Passage shown:
8-K 1 d8k.htm FORM 8-K Form 8-K

UNITED STATES

SECURITIES AND EXCHANGE COMMISSION

Washington, D.C. 20549

 


 

Form 8-K

 


 

Current Report

 

Pursuant to Section 13 or 15(d) of the Securities Exchange Act of 1934

 

Date of Report (Date of earliest event reported): December 10, 2004

 


 

REMEC, INC.

(Exact name of registrant as specified in its charter)

 


 

1-16541

(Commission File Number)

 

California   95-3814301

(State or other jurisdiction

of incorporation)

 

(I.R.S. Employer

Identification No.)

 

3790 Via de la Valle, San Diego, CA 92014

(Address of principal executive offices, with zip code)

 

(858) 505-3713

(Registrant’s telephone number, including area code)

 

Not Applicable

(Former name or former address, if changed since last report)

 


 

Check the appropriate box below if the Form 8-K filing is intended to simultaneously satisfy the filing obligation of the registrant under any of the following provisions (see General Instruction A.2. below):

 

¨ Written communications pursuant to Rule 425 under the Securities Act (17 CFR 230.425)

 

¨ Soliciting material pursuant to Rule 14a-12 under the Exchange Act (17 CFR 240.14a-12)

 

¨ Pre-commencement communications pursuant to Rule 14d-2(b) under the Exchange Act (17 CFR 240.14d-2(b))

 

¨ Pre-commencement communications pursuant to Rule 13e-4(c) under the Exchange Act (17 CFR 240.13e-4(c))

 



Item 1.01 Entry into a Material Definitive Agreement.

 

On December 10, 2004, REMEC, Inc. (the ”Company”) entered into an employment agreement with Winston E. Hickman, the Executive Vice President and Chief Financial Officer of the Company (the “Employment Agreement”).

 

Under the Employment Agreement, Mr. Hickman is employed in his current position on an indefinite, at-will basis. The Employment Agreement provides that Mr. Hickman is entitled to receive the following benefits: an annual base salary of $335,000; an annual target bonus of 40% of his annual base salary provided Mr. Hickman achieves certain company-related objectives; a $1 million life insurance policy; six weeks of vacation per year; a $9,000 annual car allowance; a grant of 75,000 restricted stock units that vest 25% on December 10, 2004, 25% on February 1, 2005, 25% on February 1, 2006 and 25% on February 1, 2007, representing the right to receive shares of the Company’s common stock upon vesting, or, at Mr. Hickman’s election, at a later date chosen by Mr. Hickman; retention payments of $50,000, payable on April 1, 2005, and $75,000, payable on September 1, 2005; reimbursement for housing expenses in the San Diego, California area for a five month period, not to exceed $4,500 per month; and other employee benefits generally available to senior executive officers of the Company.

Task to carry out:
Answer these questions about the REMEC filing:
1. What Commission File Number does it give?
2. What address does it list for the principal executive offices?
3. What annual car allowance does the employment agreement provide?

Raw records:
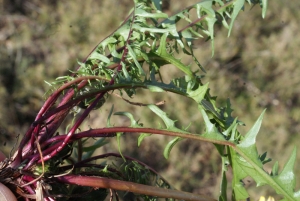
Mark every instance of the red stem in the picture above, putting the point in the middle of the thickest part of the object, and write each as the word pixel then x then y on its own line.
pixel 102 182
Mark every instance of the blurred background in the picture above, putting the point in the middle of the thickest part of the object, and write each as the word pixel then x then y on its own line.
pixel 257 67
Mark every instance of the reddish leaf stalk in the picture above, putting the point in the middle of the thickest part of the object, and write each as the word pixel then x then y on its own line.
pixel 102 182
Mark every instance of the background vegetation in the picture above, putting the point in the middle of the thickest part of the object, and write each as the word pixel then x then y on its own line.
pixel 256 68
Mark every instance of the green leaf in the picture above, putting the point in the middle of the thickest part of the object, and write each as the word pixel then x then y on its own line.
pixel 155 88
pixel 161 52
pixel 133 56
pixel 238 5
pixel 96 55
pixel 119 135
pixel 198 93
pixel 143 13
pixel 109 116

Exercise answer:
1. 1-16541
2. 3790 Via de la Valle, San Diego, CA 92014
3. $9,000